It is that whole CYA thing. If you can prove there was no intent then you are safe, even from the FBI.
What a load of tosh. Human drivers are nowhere near perfect, we don't stop driving. The last year where data is available, 2015, there were 35,000 vehicle deaths in the United States alone. Do you know how many collisions there were? Over 5 million, just for the United States! Yet, your argument is that a computer driver must be "100% perfect 100% of the time, or it's not safe enough." It doesn't appear you have a strong grasp or even a basic understanding of how awful humans are at driving.
The only way your comment makes any sense is if you are part of a truck driver's union or otherwise stand to lose financially as computer driven vehicles start appearing on our roads and highways.
Google actually did research on this. They've found that, counterintuitively, it's dangerous to have a "mostly" autonomous car that can yield to a human driver at any moment. People tend to underestimate how much context they're holding in their head as they are driving. Acquiring that context at a moment's notice is just not really possible, so people tend to make stupid decisions if they weren't already paying attention. So it has to be either 100% hands free, or it'll have to be sold as a glorified driver safety system. That's why the cute little self driving cars that Google uses on its campus don't have a steering wheel at all.

Natural-language object grounding data:

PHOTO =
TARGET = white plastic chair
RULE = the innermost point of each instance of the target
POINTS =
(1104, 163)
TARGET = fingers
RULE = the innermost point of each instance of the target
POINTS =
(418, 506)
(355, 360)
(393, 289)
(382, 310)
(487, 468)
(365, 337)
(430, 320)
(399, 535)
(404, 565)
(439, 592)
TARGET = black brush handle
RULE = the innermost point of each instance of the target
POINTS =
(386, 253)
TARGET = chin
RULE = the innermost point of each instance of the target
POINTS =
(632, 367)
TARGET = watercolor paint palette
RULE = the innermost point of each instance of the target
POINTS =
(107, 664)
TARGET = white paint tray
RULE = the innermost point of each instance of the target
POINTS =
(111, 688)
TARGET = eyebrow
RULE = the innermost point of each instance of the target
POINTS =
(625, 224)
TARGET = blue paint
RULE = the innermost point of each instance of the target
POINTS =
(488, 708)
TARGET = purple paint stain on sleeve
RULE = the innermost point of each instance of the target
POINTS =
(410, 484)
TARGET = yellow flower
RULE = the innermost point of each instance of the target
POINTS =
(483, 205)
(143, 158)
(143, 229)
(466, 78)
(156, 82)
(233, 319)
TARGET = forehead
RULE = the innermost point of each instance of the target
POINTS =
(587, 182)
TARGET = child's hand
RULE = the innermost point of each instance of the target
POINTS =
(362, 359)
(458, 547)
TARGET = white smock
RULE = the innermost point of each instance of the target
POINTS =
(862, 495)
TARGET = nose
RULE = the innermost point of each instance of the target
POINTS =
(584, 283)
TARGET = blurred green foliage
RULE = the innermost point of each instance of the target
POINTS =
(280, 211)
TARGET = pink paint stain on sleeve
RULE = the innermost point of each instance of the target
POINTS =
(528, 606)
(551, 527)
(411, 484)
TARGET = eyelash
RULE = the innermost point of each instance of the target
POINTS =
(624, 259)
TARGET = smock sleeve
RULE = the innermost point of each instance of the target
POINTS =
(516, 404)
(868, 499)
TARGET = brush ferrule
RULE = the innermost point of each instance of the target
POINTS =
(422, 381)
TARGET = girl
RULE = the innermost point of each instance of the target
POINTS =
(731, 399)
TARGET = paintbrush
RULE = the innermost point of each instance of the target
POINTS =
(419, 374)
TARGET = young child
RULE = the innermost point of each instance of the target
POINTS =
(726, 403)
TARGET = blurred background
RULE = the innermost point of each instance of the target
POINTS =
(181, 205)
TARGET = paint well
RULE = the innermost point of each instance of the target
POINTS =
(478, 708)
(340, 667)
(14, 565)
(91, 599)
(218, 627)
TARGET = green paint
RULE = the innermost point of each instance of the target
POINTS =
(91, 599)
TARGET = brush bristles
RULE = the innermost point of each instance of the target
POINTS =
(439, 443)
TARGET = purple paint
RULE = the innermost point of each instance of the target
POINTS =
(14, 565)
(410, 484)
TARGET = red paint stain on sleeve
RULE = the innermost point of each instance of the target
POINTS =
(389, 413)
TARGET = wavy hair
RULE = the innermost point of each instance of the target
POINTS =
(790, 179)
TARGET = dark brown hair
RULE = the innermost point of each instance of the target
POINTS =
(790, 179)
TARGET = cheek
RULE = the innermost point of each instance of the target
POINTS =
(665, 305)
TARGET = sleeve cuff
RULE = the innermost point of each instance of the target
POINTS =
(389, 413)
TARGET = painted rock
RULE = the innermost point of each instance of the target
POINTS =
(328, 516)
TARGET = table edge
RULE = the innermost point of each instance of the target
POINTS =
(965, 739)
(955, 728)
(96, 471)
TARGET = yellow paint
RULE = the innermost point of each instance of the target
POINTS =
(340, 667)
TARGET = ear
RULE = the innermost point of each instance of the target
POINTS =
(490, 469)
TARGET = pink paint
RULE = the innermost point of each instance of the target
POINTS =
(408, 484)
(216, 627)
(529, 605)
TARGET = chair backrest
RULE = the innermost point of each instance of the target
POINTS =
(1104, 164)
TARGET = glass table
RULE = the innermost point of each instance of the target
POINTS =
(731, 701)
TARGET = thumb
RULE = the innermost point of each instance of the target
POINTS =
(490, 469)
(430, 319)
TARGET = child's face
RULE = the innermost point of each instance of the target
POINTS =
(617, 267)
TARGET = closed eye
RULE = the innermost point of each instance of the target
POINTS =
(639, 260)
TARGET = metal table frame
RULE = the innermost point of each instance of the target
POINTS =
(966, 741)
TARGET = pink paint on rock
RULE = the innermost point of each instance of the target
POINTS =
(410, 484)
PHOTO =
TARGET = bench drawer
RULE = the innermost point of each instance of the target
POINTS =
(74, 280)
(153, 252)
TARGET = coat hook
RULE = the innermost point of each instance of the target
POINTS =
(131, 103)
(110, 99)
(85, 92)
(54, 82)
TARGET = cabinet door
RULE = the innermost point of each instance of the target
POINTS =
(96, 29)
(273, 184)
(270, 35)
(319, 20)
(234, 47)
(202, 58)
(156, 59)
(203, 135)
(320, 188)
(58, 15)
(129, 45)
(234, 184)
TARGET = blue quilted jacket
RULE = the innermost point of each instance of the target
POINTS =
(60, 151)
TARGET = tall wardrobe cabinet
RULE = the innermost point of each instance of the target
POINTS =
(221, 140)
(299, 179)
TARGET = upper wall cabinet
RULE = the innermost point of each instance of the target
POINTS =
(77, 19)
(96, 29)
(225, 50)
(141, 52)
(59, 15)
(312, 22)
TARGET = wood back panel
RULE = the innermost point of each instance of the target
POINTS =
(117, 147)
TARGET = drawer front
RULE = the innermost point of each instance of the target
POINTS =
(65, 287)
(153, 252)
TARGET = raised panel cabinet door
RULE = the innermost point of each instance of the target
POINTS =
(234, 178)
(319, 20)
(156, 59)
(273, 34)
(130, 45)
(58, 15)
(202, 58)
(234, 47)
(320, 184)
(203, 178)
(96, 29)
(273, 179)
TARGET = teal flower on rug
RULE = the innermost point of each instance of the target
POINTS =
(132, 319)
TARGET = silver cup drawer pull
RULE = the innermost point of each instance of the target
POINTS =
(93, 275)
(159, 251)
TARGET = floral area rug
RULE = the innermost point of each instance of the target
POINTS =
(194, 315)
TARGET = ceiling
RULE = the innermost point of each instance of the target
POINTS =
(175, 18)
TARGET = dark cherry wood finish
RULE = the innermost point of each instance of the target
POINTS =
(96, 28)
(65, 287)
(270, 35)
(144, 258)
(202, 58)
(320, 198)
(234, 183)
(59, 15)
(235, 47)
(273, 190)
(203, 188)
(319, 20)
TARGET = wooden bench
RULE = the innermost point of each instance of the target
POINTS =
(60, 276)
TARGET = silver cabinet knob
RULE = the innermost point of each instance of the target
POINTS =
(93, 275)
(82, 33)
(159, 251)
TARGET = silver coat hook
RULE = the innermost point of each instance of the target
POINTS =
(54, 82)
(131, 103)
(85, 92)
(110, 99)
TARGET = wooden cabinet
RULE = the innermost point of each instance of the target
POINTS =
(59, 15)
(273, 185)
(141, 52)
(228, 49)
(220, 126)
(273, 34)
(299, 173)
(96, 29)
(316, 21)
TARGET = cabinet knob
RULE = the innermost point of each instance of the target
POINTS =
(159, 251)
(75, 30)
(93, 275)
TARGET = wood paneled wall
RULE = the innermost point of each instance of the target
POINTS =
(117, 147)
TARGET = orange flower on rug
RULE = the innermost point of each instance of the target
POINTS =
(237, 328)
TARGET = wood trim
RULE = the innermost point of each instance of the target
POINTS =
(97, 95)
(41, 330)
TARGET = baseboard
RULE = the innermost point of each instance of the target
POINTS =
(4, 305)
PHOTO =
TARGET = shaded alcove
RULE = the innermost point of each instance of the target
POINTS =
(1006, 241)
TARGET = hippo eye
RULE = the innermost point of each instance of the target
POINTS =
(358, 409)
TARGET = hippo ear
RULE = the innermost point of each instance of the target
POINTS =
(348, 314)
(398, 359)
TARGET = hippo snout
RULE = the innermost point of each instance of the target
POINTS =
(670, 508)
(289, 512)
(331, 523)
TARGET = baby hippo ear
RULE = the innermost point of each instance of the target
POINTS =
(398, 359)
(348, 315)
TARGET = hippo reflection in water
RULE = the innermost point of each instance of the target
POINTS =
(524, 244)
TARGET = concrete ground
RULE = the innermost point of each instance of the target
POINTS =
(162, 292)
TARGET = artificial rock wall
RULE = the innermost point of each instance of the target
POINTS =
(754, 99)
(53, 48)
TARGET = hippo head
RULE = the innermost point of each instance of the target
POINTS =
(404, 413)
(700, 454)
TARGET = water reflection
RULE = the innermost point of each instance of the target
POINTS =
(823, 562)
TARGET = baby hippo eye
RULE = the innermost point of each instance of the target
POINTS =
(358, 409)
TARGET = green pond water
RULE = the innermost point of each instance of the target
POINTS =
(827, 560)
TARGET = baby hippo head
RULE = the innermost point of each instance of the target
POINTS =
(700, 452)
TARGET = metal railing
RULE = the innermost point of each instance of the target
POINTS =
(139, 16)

▶ EXERCISES:
A. List every distinct number that appears in the comments on self-driving cars, counting repeated figures once.
B. Duplicate the comments on self-driving cars from "What a load" to "roads and highways.".

▶ COMPLETED EXERCISE:
A. 2015, 35,000, 5 million, 100%

B.
What a load of tosh. Human drivers are nowhere near perfect, we don't stop driving. The last year where data is available, 2015, there were 35,000 vehicle deaths in the United States alone. Do you know how many collisions there were? Over 5 million, just for the United States! Yet, your argument is that a computer driver must be "100% perfect 100% of the time, or it's not safe enough." It doesn't appear you have a strong grasp or even a basic understanding of how awful humans are at driving.
The only way your comment makes any sense is if you are part of a truck driver's union or otherwise stand to lose financially as computer driven vehicles start appearing on our roads and highways.